##### Entries

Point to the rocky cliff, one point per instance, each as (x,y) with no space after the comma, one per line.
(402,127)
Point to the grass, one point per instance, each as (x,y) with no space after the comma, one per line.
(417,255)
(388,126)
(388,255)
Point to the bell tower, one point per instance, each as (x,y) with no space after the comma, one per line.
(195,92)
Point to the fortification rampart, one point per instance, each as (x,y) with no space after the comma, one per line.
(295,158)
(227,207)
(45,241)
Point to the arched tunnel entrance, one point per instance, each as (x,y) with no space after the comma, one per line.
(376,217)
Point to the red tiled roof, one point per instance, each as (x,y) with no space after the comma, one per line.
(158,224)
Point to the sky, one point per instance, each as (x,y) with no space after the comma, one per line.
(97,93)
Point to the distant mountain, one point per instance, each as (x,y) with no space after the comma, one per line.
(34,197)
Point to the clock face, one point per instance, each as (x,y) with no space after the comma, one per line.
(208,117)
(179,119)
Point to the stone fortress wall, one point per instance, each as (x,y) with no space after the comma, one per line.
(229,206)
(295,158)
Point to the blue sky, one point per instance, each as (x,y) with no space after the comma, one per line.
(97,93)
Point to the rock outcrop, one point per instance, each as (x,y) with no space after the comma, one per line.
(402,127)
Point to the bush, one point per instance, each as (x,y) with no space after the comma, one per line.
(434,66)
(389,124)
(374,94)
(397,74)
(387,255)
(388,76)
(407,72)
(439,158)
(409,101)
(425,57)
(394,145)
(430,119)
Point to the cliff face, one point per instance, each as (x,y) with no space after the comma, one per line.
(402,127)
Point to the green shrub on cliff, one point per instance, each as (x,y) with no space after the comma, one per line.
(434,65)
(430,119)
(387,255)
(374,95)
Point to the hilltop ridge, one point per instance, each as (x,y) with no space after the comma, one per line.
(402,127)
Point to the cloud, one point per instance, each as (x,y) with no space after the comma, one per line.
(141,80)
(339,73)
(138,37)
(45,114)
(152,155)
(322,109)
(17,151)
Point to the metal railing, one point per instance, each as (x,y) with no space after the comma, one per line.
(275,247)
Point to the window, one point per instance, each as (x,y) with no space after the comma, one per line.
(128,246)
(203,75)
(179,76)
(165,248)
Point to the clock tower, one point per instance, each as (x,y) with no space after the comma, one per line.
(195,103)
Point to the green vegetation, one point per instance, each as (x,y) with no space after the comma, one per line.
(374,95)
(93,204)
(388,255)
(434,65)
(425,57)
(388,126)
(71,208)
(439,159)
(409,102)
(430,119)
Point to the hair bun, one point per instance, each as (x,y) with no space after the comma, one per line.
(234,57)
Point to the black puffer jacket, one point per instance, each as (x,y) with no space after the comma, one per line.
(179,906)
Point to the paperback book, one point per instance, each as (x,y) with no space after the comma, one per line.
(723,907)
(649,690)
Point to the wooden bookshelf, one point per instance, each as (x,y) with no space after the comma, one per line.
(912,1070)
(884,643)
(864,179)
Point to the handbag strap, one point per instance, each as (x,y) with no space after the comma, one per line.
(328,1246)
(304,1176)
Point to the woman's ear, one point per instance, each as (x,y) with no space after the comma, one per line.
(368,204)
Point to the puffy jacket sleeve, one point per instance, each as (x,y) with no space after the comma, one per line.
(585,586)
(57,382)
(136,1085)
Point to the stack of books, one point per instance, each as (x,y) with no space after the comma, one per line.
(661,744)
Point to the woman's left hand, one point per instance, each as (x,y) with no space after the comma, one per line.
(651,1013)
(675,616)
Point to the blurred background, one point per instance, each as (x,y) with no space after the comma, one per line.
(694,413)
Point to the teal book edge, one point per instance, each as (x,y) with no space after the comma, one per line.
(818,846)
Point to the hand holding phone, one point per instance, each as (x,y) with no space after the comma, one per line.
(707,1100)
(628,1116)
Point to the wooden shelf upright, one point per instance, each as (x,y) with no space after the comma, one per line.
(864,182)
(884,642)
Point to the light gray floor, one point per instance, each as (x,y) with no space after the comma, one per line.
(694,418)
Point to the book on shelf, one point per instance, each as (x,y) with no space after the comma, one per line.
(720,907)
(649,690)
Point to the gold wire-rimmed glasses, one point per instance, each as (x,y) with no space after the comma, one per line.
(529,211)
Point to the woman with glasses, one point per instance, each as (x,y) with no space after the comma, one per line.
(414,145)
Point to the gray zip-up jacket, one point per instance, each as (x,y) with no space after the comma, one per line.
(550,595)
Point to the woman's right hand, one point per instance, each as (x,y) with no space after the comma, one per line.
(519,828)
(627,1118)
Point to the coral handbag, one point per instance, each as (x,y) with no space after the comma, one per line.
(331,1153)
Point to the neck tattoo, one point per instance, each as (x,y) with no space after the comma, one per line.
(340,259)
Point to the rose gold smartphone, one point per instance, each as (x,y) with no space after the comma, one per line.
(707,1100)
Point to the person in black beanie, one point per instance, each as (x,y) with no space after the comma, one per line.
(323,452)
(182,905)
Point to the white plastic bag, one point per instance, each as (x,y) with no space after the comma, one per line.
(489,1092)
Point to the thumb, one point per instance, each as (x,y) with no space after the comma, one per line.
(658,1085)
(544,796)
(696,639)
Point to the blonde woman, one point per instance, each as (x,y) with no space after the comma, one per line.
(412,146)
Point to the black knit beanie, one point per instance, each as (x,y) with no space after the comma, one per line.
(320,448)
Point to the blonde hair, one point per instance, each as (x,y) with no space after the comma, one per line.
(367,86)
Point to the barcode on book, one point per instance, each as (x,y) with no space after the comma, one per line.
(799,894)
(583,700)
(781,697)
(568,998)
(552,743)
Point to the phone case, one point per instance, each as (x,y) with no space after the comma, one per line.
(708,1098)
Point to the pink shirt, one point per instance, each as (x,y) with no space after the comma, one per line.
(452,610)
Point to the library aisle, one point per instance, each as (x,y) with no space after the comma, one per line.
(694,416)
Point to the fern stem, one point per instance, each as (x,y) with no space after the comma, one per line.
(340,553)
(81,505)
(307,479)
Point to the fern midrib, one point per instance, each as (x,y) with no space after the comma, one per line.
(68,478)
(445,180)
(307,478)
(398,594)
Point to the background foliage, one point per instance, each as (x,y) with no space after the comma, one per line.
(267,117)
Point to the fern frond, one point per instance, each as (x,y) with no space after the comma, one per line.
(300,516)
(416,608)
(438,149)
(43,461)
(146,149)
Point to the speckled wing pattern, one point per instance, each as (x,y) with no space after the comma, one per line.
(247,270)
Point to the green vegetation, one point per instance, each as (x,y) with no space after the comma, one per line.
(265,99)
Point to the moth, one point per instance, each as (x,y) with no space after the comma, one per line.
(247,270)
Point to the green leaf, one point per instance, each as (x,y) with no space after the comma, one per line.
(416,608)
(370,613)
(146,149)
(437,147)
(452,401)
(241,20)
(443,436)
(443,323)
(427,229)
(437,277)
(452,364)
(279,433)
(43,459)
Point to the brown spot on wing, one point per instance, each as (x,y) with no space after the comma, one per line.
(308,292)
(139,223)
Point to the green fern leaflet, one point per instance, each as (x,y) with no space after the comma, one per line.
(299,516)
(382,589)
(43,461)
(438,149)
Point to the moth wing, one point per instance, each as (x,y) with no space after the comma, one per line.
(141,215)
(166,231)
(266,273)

##########
##### Entries

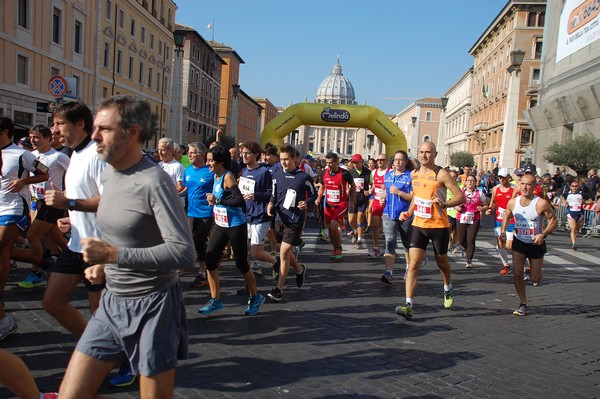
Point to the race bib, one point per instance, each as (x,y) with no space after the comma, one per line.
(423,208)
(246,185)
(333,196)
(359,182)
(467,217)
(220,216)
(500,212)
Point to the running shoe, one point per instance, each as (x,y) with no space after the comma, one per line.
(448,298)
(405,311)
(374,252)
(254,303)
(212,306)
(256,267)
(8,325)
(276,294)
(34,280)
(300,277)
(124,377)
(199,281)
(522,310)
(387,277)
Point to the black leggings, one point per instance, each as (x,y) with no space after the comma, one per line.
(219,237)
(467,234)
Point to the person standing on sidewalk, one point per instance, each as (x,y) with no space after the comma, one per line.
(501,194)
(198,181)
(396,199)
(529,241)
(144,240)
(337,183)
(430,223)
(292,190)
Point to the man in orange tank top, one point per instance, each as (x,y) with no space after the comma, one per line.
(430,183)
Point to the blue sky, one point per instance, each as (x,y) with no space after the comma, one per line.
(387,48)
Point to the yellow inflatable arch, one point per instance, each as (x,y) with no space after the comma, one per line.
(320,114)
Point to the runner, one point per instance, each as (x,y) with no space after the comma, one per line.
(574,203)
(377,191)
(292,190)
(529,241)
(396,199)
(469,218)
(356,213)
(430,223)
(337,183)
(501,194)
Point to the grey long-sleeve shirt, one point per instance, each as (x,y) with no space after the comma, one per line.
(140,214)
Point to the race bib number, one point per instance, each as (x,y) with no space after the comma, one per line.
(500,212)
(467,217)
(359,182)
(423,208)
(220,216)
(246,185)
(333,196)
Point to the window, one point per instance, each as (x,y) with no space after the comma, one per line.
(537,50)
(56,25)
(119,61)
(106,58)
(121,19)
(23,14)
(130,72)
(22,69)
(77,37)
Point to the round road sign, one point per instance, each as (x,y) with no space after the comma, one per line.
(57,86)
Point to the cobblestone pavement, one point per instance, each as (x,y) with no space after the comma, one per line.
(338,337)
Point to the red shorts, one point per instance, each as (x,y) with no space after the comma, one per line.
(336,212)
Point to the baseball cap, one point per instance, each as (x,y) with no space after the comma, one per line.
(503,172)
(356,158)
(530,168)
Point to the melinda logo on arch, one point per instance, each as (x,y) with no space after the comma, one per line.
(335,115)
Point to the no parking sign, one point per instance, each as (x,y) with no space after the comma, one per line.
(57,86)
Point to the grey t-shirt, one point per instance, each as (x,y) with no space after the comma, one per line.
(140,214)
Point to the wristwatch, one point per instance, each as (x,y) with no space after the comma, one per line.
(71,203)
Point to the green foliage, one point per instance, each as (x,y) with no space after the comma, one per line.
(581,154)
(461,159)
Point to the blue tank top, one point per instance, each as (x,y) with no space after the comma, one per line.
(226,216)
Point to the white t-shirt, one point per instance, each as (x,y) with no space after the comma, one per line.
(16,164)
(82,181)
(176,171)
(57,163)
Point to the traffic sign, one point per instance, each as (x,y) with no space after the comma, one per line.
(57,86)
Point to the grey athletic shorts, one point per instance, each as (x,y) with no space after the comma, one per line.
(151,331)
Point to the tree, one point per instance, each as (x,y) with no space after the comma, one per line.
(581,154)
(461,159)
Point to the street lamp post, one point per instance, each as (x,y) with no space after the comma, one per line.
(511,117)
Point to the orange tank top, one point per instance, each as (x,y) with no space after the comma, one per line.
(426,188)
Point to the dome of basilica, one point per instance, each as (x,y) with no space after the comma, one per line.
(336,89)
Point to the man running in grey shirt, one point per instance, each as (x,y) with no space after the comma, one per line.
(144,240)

##########

# Set problem:
Select every line of the records above that contains the word "clock" and copy each of those lines.

# Reply:
Point to the clock face, one point per instance, each as (x,y) with no space after the comma, one per line.
Point to the clock tower, one point per instance, each as (x,y) with no space after the comma, one per line.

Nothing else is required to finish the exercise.